▶ **SELECTION**:
------------------------------------------------

Geoffrey Toone (15 November 1910 – 1 June 2005) was an English character actor and former matinee idol, born in Ireland. Most of his film roles after the 1930s were in supporting parts, usually as authority figures, though he did play the lead character in the Hammer Films production The Terror of the Tongs in 1961.

Life and career
Toone was born in Dublin, Ireland  to English parents and was educated at Charterhouse School and Christ's College, Cambridge. He served in the Royal Artillery during World War II, but was invalided out in 1942.                     
Toone's notable appearances include:
 As Sir Edward Ramsay in the musical film The King and I (he dances with Deborah Kerr in the banquet sequence, much to the annoyance of the King).
 As retired boxer and pimp Denny Lipp in "Jeff", a noteworthy 1960 episode of the TV series The Westerner, produced, directed and co-written by Sam Peckinpah. The episode also featured in a small role Warren Oates, who became a Peckinpah stalwart.
 The BBC science fiction television series Doctor Who:
 As Temmosus in the film of Dr. Who and the Daleks (1965)

------------------------------------------------

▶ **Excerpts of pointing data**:
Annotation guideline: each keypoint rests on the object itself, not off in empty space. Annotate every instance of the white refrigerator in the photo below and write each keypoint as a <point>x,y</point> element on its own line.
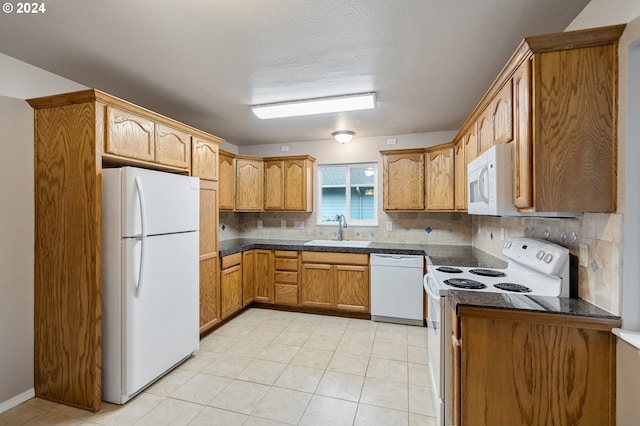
<point>150,277</point>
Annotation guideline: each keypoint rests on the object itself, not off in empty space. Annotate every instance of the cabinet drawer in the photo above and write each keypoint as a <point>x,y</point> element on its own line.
<point>231,260</point>
<point>287,277</point>
<point>335,258</point>
<point>286,253</point>
<point>286,294</point>
<point>286,264</point>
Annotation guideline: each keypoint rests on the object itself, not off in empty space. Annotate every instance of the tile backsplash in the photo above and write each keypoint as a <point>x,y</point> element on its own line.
<point>599,282</point>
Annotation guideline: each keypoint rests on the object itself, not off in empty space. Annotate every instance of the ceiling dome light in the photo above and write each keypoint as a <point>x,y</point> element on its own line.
<point>343,136</point>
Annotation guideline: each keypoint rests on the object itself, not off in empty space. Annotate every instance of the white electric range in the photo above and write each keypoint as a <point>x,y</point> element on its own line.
<point>535,268</point>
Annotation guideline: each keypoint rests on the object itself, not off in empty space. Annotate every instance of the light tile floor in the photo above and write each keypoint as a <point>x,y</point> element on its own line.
<point>269,367</point>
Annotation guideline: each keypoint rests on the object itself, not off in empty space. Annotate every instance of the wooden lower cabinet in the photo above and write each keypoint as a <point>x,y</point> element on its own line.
<point>515,368</point>
<point>231,296</point>
<point>248,266</point>
<point>209,294</point>
<point>286,266</point>
<point>263,276</point>
<point>337,281</point>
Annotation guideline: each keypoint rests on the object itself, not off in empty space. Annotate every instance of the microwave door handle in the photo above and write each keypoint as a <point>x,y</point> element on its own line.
<point>482,179</point>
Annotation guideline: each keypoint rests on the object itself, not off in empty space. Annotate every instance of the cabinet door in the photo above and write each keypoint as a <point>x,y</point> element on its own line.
<point>209,294</point>
<point>173,147</point>
<point>274,185</point>
<point>230,290</point>
<point>403,181</point>
<point>316,285</point>
<point>522,164</point>
<point>502,116</point>
<point>440,177</point>
<point>227,181</point>
<point>204,159</point>
<point>263,276</point>
<point>295,185</point>
<point>208,218</point>
<point>460,180</point>
<point>129,135</point>
<point>352,288</point>
<point>485,131</point>
<point>249,184</point>
<point>248,273</point>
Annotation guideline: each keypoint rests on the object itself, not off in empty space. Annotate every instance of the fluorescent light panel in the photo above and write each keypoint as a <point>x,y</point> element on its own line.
<point>316,106</point>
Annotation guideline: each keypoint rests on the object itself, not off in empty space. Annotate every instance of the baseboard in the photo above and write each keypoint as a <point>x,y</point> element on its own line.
<point>17,400</point>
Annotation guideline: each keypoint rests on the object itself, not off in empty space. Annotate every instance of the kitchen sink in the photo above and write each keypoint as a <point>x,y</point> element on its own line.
<point>336,243</point>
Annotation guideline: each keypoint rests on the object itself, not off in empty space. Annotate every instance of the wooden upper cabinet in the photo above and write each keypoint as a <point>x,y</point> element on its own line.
<point>204,158</point>
<point>485,131</point>
<point>274,185</point>
<point>501,112</point>
<point>288,183</point>
<point>522,166</point>
<point>249,184</point>
<point>298,184</point>
<point>173,147</point>
<point>460,176</point>
<point>227,181</point>
<point>440,177</point>
<point>403,180</point>
<point>129,135</point>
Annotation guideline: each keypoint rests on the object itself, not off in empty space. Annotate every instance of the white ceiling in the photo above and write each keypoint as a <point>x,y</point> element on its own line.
<point>204,62</point>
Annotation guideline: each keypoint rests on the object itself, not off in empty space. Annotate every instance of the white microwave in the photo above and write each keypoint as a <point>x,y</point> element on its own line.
<point>490,182</point>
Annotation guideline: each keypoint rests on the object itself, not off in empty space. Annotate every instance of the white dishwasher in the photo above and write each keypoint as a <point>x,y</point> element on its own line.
<point>396,288</point>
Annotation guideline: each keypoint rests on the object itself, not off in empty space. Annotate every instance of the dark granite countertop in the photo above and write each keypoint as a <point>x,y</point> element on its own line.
<point>439,254</point>
<point>518,302</point>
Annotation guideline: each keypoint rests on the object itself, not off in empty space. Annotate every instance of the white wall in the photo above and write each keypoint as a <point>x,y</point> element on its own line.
<point>16,248</point>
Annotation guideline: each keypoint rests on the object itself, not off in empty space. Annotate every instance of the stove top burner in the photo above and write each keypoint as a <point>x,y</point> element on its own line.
<point>517,288</point>
<point>449,269</point>
<point>465,283</point>
<point>487,272</point>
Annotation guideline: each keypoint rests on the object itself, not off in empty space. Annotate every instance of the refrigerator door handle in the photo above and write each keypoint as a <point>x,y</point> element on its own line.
<point>143,234</point>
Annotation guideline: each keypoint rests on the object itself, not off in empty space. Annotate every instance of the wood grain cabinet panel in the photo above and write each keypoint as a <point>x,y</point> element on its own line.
<point>173,147</point>
<point>249,184</point>
<point>204,158</point>
<point>274,185</point>
<point>248,273</point>
<point>263,276</point>
<point>460,176</point>
<point>209,294</point>
<point>227,181</point>
<point>129,135</point>
<point>516,368</point>
<point>403,180</point>
<point>440,178</point>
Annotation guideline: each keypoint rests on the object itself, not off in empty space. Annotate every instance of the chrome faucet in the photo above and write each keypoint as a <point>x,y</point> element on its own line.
<point>341,220</point>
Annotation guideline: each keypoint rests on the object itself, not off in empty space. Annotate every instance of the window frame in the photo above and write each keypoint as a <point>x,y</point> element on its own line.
<point>350,221</point>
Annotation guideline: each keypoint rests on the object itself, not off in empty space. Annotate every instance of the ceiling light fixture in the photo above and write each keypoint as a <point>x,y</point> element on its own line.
<point>316,106</point>
<point>343,136</point>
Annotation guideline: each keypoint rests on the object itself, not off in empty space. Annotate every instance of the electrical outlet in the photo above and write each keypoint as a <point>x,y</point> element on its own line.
<point>584,255</point>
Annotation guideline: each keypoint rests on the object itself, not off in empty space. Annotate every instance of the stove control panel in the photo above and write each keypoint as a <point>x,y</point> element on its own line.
<point>540,255</point>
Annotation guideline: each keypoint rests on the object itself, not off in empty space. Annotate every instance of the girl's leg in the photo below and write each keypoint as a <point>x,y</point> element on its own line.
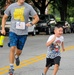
<point>56,67</point>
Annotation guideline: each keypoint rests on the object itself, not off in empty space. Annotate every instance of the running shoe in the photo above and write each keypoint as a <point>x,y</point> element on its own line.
<point>11,72</point>
<point>17,61</point>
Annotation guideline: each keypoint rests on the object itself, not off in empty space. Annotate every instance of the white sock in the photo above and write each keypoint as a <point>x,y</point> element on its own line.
<point>16,56</point>
<point>11,66</point>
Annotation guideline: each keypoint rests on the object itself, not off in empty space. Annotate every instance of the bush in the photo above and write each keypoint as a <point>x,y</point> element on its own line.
<point>0,20</point>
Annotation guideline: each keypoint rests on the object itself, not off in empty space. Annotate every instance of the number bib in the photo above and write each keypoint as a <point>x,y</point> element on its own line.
<point>20,25</point>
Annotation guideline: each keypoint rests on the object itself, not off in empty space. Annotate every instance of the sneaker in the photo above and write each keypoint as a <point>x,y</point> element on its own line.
<point>17,61</point>
<point>43,74</point>
<point>11,72</point>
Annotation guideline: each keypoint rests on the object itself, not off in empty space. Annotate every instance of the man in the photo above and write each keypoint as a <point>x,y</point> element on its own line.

------------------------------------------------

▶ **REQUIRED ACTIONS**:
1. According to the biography of Geoffrey Toone, in what year was he invalided out of the Royal Artillery?
2. Reproduce the passage from the Geoffrey Toone biography that begins with the words containing "Geoffrey Toone (15" and ends with "Tongs in 1961.".

▶ **FINAL RESULTS**:
1. 1942

2.
Geoffrey Toone (15 November 1910 – 1 June 2005) was an English character actor and former matinee idol, born in Ireland. Most of his film roles after the 1930s were in supporting parts, usually as authority figures, though he did play the lead character in the Hammer Films production The Terror of the Tongs in 1961.